(Excerpts from point annotation data)
* * * * * * * * *
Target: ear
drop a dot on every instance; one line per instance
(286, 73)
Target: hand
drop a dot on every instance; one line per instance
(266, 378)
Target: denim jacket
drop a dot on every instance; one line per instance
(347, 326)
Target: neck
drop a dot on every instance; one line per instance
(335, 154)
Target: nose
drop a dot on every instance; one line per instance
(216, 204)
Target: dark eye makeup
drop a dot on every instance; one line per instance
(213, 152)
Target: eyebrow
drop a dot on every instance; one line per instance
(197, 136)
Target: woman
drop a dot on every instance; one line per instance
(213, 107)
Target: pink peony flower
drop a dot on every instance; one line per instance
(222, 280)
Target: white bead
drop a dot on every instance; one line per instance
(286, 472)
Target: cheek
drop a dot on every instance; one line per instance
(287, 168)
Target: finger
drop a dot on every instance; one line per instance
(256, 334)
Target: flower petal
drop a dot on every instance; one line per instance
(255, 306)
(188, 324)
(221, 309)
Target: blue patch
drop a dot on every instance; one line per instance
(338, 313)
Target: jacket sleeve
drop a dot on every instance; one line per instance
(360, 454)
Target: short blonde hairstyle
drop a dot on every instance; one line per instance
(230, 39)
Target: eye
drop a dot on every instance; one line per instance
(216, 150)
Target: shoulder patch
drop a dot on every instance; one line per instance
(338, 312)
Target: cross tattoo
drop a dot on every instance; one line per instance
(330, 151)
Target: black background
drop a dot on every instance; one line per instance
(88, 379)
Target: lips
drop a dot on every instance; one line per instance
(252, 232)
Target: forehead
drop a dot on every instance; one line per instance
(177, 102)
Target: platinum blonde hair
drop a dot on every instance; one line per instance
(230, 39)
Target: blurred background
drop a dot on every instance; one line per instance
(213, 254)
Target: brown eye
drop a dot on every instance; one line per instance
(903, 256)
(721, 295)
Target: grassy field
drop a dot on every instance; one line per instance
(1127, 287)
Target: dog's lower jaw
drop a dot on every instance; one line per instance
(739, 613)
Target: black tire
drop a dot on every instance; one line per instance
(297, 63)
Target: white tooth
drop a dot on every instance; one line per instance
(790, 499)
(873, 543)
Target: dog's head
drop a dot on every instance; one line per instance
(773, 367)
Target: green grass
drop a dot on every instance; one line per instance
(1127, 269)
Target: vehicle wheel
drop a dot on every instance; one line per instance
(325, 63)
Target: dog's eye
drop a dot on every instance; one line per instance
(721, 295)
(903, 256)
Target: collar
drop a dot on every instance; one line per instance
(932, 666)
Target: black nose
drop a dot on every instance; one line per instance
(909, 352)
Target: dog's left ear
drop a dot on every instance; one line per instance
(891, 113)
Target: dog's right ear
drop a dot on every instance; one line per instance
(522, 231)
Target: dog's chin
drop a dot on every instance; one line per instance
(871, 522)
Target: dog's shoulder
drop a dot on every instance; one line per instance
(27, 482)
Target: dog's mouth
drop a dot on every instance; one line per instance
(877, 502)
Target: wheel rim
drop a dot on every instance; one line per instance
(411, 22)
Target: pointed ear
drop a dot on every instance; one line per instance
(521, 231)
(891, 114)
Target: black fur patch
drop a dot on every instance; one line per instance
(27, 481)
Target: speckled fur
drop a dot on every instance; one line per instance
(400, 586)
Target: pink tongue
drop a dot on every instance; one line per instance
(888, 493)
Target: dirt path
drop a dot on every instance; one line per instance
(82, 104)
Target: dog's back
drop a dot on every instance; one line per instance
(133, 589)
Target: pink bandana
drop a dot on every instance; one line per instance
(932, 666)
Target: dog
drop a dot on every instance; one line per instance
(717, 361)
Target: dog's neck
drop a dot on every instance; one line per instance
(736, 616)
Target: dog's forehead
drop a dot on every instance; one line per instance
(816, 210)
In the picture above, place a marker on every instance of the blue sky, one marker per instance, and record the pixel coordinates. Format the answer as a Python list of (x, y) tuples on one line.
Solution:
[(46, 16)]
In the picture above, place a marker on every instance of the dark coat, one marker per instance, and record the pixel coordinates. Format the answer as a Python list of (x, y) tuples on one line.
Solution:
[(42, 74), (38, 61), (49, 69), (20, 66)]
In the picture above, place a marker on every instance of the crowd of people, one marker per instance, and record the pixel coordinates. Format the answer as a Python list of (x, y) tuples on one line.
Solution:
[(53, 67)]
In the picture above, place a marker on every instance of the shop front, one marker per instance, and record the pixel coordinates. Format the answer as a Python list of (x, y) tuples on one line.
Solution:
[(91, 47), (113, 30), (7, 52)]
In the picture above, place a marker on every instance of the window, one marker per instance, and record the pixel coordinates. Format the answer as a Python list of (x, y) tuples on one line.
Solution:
* * * * * * * * *
Goal of the exercise:
Print all of the material above again, line for line, with no changes.

Answer for the task:
Target: ear
drop a dot on every instance; one line per instance
(286, 73)
Target: hand
drop a dot on every instance; one line per instance
(266, 378)
Target: denim jacket
drop a dot on every instance; one line per instance
(347, 326)
Target: neck
drop a dot on every instance; one line per instance
(335, 154)
Target: nose
drop a dot on every instance; one line per instance
(216, 204)
Target: dark eye makeup
drop a dot on every instance; one line per instance
(213, 152)
Target: eyebrow
drop a dot on every instance; one line per instance
(197, 136)
Target: woman
drop a dot on every instance; one line per instance
(213, 107)
Target: pink peony flower
drop a dot on every instance; one line per instance
(222, 280)
Target: white bead
drop a dot on every instance; one line per instance
(286, 472)
Target: cheek
drop a dot on every instance; one line per instance
(287, 168)
Target: finger
drop a dot on every instance; one line per instance
(256, 334)
Target: flower petal
drop a dot on every instance; one line per instance
(255, 306)
(188, 324)
(221, 309)
Target: blue patch
drop a dot on every instance; one line per instance
(338, 313)
Target: jacket sleeve
drop a dot on every instance; one line per instance
(360, 454)
Target: short blonde hairstyle
drop a dot on every instance; one line per instance
(230, 39)
Target: eye
drop a dot on every instance; one line per instance
(216, 150)
Target: shoulder patch
drop a dot on every instance; one line per instance
(338, 312)
Target: cross tattoo
drop a dot on every instance; one line per instance
(330, 151)
Target: black background
drop a dot on every instance; one line per instance
(88, 379)
Target: lips
drop a dot on every instance; one line per instance
(252, 232)
Target: forehead
drop a dot on every instance; one line per instance
(177, 102)
Target: platinum blonde hair
drop a dot on every instance; one line per instance
(230, 39)
Target: blurred background
drop a dot on every instance; one line per instance
(213, 254)
Target: brown eye
drop a dot on every instance; one line per instance
(903, 256)
(721, 295)
Target: grassy field
drop a dot on every instance; one line per instance
(1127, 287)
Target: dog's lower jaw
drop a dot on every instance; one line per instance
(739, 613)
Target: black tire
drop a dot on every instance; one line per instance
(297, 63)
Target: white tooth
drop a dot on every instance; one line per instance
(790, 499)
(873, 543)
Target: dog's head
drop a dot on every instance; one line per instance
(773, 367)
Target: green grass
drop a dot on every instance; one line per instance
(1127, 269)
Target: vehicle wheel
drop a dot on every instance; one line per instance
(325, 63)
Target: dog's eye
drop a dot on every instance; one line per instance
(721, 295)
(903, 256)
Target: collar
drop a dot on every instance; one line per instance
(932, 666)
Target: black nose
drop a dot on every instance; one line per instance
(909, 352)
Target: dog's left ear
drop a dot on every instance; one line per instance
(891, 113)
Target: dog's right ear
drop a dot on every instance; one line per instance
(522, 231)
Target: dog's chin
drop a dot on every instance; one line per instance
(871, 522)
Target: dog's shoulder
drop a dot on every instance; one line per instance
(27, 482)
Target: dog's mouth
drop a dot on every instance; one line per instance
(877, 502)
Target: wheel rim
drop a dot on every instance; one line per instance
(411, 22)
Target: pointed ear
drop a dot on every instance; one line per instance
(521, 231)
(891, 114)
Target: black fur patch
drop a dot on every instance; one line per instance
(27, 481)
Target: speckled fur
drop a dot on every instance; one line per instance
(400, 586)
Target: pink tongue
drop a dot on every instance; one line per instance
(888, 493)
Target: dirt path
drop a dot on every instance; one line per instance
(82, 104)
Target: dog's back
drop a dot on every instance; one line per instance
(133, 589)
Target: pink bandana
drop a dot on every instance; one line per instance
(932, 666)
Target: dog
drop a dot on every instance; one line per instance
(717, 361)
Target: dog's neck
drop a dot on every instance; one line per instance
(736, 616)
Target: dog's forehead
drop a dot on every instance; one line per instance
(816, 210)
In the picture above, place a marker on every instance of the blue sky, one marker per instance, and record the pixel coordinates. Format the answer as a Python list of (x, y) tuples on one line.
Solution:
[(46, 16)]
In the picture above, place a marker on every instance of the dark coat, one marker per instance, and record the pixel coordinates. Format the answer as a Python list of (x, y) tuples on one line.
Solution:
[(42, 74), (38, 61), (49, 69), (20, 66)]
In the picture above, place a marker on every instance of the crowd of people, one marker per instance, and record the pixel coordinates. Format the answer as a Python list of (x, y) tuples on one line.
Solution:
[(53, 67)]
In the picture above, place a marker on every instance of the shop front, one marker per instance, and record the pixel coordinates. Format the answer as a Python list of (x, y) tuples on one line.
Solution:
[(91, 47), (113, 30), (7, 52)]
In the picture above, place a marker on every instance of the window, one marker per instance, and record the pixel coordinates. Format the answer as a Python list of (x, y) tuples on one line.
Solution:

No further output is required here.